> **Tasks**
#1 Please set down the part of the crypt identification thread that begins with "hmm, it doesn't" and stops after "Thanks guys.", word for word.
#2 Resume the crypt identification thread from its final post.

> **Extracted text**
....................

# What crypt have I got?



## JaySilverman (Jun 19, 2005)

I recently just bought some kind of crypt at the LFS yesterday. It was an impulse buy and I have no idea what it is. It didn't have a name but it was really beautiful. Anyway's here's a pic I took of it right after I put it in my tank.










Also is this a good spot for it? OR will it get too big and grow higher and ruin my triangular look?


----------



## Cavan Allen (Jul 22, 2004)

Jay,

It looks like _C. beckettii_ . And if that's what it is, it will grow too tall for that spot.


----------



## Simpte 27 (Jul 16, 2004)

I agree. Its C. Becketti. I would move it now, before it gets settled in. They do not like to be moved around.


----------



## JaySilverman (Jun 19, 2005)

hmm, it doesn't really look like C. beckettii in the plant finder. Maybe because mine are just very young. It says they grow slowly so I'm not too pressured into moving it just yet. I'll wait till it gets taller then move it closer to my driftwood.

Thanks guys.


----------



## Simpte 27 (Jul 16, 2004)

Waiting to long may result in crypt melt. Just a forewarning.


----------



## JaySilverman (Jun 19, 2005)

yea I'm not too worried about it.


----------



## HeyPK (Jan 23, 2004)

I am leaning towards C. walkeri, (used to be called C. lutea). It is one of the easiest crypts to grow


----------



## Simpte 27 (Jul 16, 2004)

The leaf coloring doesn't match IMO. I could be wrong though (wouldn't be the first time. lol)


----------



## opiesilver (Dec 30, 2004)

Looks like either a C. lutea or a C. wendtii green to me.


----------



## opiesilver (Dec 30, 2004)

HeyPK said:


> I am leaning towards C. walkeri, (used to be called C. lutea). It is one of the easiest crypts to grow


I thought that walkeri had a bit of red in the leaves.


----------



## HeyPK (Jan 23, 2004)

Not so much red as brown, and it depends on the light level. Walkeri leaves are rather narrow and long. The plants in this picture have a bit of some brown on some of the leaves, and the pattern of brown looks similar to that of walkeri. The leaves don't look quite long enough, but they may have been grown emersed and in low light. When the new growth shows up, it will become more clear whether or not the species is C. walkeri.


----------



## ragn4rok (Jan 23, 2005)

They are Cryptocoryne x willisii "lucens"..

I bought this plant 6 months ago from Tropica. info : www.tropica.com


----------



## HeyPK (Jan 23, 2004)

ragn4rok, Your picture is, indeed, of C. x willisii. I recognized it instantly, since I have the same variety. However, Jay Silverman's picture is not of that species, and neither is mine. My picture was taken before my plants reached full size. Already, the largest leaves in that picture are too broad and too large to be C. x willisiii. The leaves of the plants in Jay's picture are also already too large and too broad to be C. x willisii.

....................

> **Provided material**
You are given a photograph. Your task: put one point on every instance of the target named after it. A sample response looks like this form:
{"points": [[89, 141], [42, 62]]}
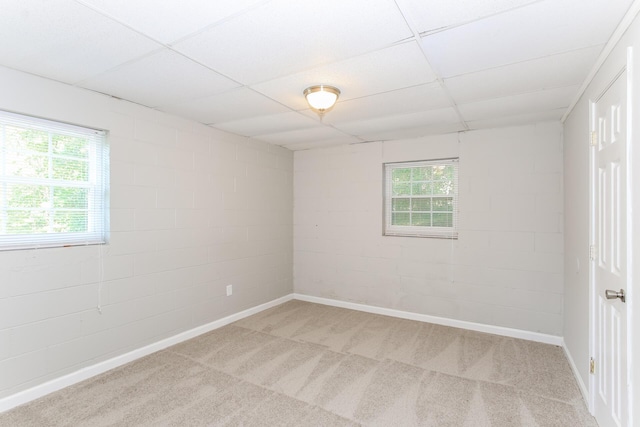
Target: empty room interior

....................

> **Exercise results**
#1
hmm, it doesn't really look like C. beckettii in the plant finder. Maybe because mine are just very young. It says they grow slowly so I'm not too pressured into moving it just yet. I'll wait till it gets taller then move it closer to my driftwood.

Thanks guys.

#2
----------



## ragn4rok (Jan 23, 2005)

HeyPK said:


> I am leaning towards C. walkeri, (used to be called C. lutea). It is one of the easiest crypts to grow


Sorry for my mistake. Now I'm totaly agree with you after I saw my emmersed lutea. ](*,) This is the picture of C. walkeri (lutea) from Tropica.

submersed









emmersed









Jeffrey


----------



## opiesilver (Dec 30, 2004)

After looking at the pictures I can not see how a lutea could be renamed a walkeri. I have three to four hundred C. Lutea in the nursery and they do not look like C. walkeri at all. Who decided to rename it?


----------



## HeyPK (Jan 23, 2004)

> I have three to four hundred C. Lutea in the nursery and they do not look like C. walkeri at all. Who decided to rename it?


If your nursery crypts are emerse, then the leaves will likely be plain green and shorter and broader than they would be when submersed, where they also get quite brown unless the light is low. My variety of C. walkeri gets quite large submersed, with leaves almost a foot long, counting petiole. The edges are wavy. I have two other walkeri varieties, one with irregular brown markings on otherwise green leaves and the other just the same, except that the markings are red. 
I think it was Neils Jacobsen that renamed lutea. See Jan Bastmeijer's web site for details, references.


----------



## opiesilver (Dec 30, 2004)

I've been growing both types submersed. The walkeri look just as they should and the lutea is a nice bright green, kinda like really big green wendtii.


----------



## HeyPK (Jan 23, 2004)

Hmm! Maybe your lutea is different from my lutea. Jan Bastmeijer says that walkeri is a rather broad species, meaning that it includes a lot of varieties. The one thing they all seem to have in common is a flower that has a collar that is always the same color as the limb and hardly distinguishable from it.


----------



## Daniel (Sep 7, 2004)

becketti or wendtii 'green'...


----------



## JHipkin (Jun 13, 2005)

I believe I have the same plant. Mine has red along the edges of the leaves. It grows nicely in my 20 gal planted tank and has started to spread. I moved a piece to the back of the tank and it quickly established itself. No melt that I could identify. So is it C. walkeri?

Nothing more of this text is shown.